- _OBJECTIVE 1_
Using the call transcript, answer:
(a) Which company is called the global leader in offshore wind?
(b) Robert Hope is from which firm?
(c) If tax subsidies are rolled back or reduced, what will the company do to preserve its project returns?
- _OBJECTIVE 2_
According to the call transcript, which things does the speaker not expect the recent election results to change? List them all.

** Start SOURCE EXTRACT **

Now maybe then switching gears to talk about our business. For years now, we've been growing and diversifying our business. We're proud that we have one of, if not the most globally diversified renewables business across both geographies and technologies. But in particular, for years, we've been positioning our business to rely on corporate demand and low-cost energy production, not government subsidy. To ensure that in periods of regulatory uncertainty, our business will continue to perform.
To date, our business is highly focused in both the lowest cost technologies and the regions that are seeing the greatest growth in electricity demand, which ensures that we are largely insulated from any potential regulatory or subsidy changes and therefore, we don't expect the recent election results to change our business model, our growth outlook or the return profile will -- the return profile we will seek to achieve when deploying capital into growth.
Maybe just to finish by putting it bluntly, we are the low-cost producer of a critical commodity that the world, particularly the United States is going to need more of. And therefore, we feel that our position is very strong particularly as we move forward and see more growth in the United States.
That's great detail. Second question relates to offshore wind. It looks like the [ Orsted ] transaction is, I would say, more of a focused financing deal with fixed horizon for you guys, more so that as opposed to a strategic push into the asset class.
Can you speak to larger growth aspirations and offshore wind having referenced the risk profile now fitting into parameters that work for you guys?
For sure. Maybe just to put some context on the [ Orsted ] transaction. First and foremost, we are thrilled to be partnered with Orsted who are the global leader in offshore wind. And we are thrilled to be partnered with the global leader and perhaps what is one of their highest quality, largest and most established offshore wind platforms around the world and the quality of the assets and the quality of the partner here is really what attracted us to the investment.
In terms of the broader asset class, we're very bullish on offshore wind. We think it is a large, fast-growing asset class. It's critical in many markets around the world, and it needs significant amounts of capital and perhaps some of the headwinds in the asset class over the last 2 or 3 years position us as a capital provider who can support some businesses that maybe have less access to capital today than they have in the past.
We will review opportunities in offshore wind, the same way we review opportunities in any asset classes, judging the risk and return. But what I would say is we see far more attractive opportunities in that asset class today than probably at any point in the last 5 or 6 years, and therefore, we hope there will be more to come.
That's all I have for now.
And our next question comes from the line of Robert Hope from Scotiabank.
I want to circle back on the U.S. and maybe dive a little bit deeper into your comments about being the low-cost producer. We understand that the tax benefits often do pass through to customers. But can you maybe dive in a little deeper on what asset classes could be more impacted by changes to tax policy there?
And could that shift more towards wind versus solar or which asset class do you think has the best cost outlook regardless of subsidies.
Thanks, Rob. In terms of which asset classes are most susceptible to change, we would purely be speculating at this point. Obviously, the Republican administration has made some comments about certain asset classes. What we would say, in general, however, and how we view the business is -- if you are focused in asset classes like onshore wind and solar, which are not the cheapest cost of electricity production from renewables, but the cheapest cost of electricity production bar none.
Today, if those asset classes benefit from tax credits or subsidies, all that allows us to do is simply offer a cheaper PPA to the end customer. In the event that any of those tax subsidies are rolled back or reduced, we will simply flow the lack of those subsidies through a higher PPA price to preserve our returns, our project returns. And the key point there is because onshore wind and solar are so much cheaper than the alternatives, there is room to do that and still be the cheapest form of bulk electricity production.

** End SOURCE EXTRACT **
** Start DATA PROVIDED **

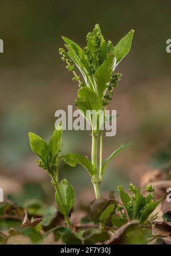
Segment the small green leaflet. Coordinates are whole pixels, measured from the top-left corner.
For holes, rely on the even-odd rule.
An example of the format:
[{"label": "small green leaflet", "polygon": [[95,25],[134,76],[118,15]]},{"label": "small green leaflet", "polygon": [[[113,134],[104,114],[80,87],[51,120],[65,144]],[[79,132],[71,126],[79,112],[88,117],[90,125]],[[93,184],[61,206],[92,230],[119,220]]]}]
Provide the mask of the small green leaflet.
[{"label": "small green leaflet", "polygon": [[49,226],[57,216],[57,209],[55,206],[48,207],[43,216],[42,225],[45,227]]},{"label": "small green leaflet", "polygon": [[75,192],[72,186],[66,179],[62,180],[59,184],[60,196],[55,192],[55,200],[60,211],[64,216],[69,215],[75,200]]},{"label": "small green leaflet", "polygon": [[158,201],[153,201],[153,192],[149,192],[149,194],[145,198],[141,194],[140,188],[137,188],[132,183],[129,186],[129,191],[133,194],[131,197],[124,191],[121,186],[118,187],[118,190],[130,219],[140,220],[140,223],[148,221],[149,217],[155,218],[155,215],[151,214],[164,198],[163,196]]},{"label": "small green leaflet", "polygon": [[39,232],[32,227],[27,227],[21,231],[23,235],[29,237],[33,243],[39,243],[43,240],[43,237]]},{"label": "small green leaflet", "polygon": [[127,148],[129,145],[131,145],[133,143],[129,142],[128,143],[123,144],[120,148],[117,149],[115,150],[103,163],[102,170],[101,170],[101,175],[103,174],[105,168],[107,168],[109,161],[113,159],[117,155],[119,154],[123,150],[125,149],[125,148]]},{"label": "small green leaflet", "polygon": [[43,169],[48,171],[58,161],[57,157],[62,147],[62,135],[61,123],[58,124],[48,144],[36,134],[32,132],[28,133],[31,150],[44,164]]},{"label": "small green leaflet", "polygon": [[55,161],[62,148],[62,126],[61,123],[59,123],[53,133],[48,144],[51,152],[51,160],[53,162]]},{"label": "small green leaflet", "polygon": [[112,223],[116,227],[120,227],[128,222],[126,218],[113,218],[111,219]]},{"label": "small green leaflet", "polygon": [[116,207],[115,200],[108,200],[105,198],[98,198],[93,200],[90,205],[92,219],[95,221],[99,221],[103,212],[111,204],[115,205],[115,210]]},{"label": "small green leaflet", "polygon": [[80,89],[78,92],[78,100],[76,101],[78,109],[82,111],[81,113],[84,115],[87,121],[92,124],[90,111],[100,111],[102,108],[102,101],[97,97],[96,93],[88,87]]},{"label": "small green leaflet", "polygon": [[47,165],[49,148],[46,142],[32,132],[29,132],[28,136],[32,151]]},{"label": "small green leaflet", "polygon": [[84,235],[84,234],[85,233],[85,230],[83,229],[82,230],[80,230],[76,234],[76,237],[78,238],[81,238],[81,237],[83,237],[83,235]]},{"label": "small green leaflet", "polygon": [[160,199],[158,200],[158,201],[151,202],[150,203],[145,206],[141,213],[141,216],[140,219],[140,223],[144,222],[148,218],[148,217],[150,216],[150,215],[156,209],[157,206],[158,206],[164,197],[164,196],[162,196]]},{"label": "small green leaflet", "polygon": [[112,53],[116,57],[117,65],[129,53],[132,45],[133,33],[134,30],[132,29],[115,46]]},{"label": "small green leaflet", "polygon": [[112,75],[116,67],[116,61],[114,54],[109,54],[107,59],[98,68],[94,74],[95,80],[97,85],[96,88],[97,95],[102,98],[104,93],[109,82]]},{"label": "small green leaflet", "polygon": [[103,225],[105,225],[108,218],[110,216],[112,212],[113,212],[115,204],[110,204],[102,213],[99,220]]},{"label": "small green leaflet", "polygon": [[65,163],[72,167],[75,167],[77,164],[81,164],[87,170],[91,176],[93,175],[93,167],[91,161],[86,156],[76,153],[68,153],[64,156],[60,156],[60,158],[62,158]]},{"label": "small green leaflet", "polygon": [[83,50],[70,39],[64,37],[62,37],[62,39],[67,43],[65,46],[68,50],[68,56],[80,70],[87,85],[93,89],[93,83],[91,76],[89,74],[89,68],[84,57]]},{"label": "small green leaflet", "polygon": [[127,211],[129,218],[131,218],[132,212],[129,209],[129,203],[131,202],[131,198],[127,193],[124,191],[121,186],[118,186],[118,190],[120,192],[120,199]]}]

** End DATA PROVIDED **
** Start DATA PROVIDED **

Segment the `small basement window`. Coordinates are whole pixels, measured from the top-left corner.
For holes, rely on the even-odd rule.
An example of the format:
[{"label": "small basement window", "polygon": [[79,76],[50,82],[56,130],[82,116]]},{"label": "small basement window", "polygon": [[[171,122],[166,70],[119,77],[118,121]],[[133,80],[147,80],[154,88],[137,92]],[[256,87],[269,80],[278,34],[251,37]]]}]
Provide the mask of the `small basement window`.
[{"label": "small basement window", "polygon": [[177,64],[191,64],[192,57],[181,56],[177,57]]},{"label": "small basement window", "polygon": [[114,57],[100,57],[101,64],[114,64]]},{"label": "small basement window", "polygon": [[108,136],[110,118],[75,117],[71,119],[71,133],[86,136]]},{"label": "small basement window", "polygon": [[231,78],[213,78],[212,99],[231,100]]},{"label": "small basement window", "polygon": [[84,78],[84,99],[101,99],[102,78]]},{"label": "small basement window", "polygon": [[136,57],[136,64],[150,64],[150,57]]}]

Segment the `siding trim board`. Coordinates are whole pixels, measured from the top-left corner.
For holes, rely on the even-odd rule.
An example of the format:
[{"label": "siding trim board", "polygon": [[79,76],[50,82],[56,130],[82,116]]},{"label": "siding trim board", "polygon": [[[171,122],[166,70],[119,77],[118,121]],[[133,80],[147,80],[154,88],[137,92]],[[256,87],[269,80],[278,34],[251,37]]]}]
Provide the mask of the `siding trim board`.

** End DATA PROVIDED **

- _EXERCISE RESULT 1_
(a) Orsted
(b) Scotiabank
(c) It will flow the lack of those subsidies through a higher PPA price.

- _EXERCISE RESULT 2_
- The business model
- The growth outlook
- The return profile the company will seek when deploying capital into growth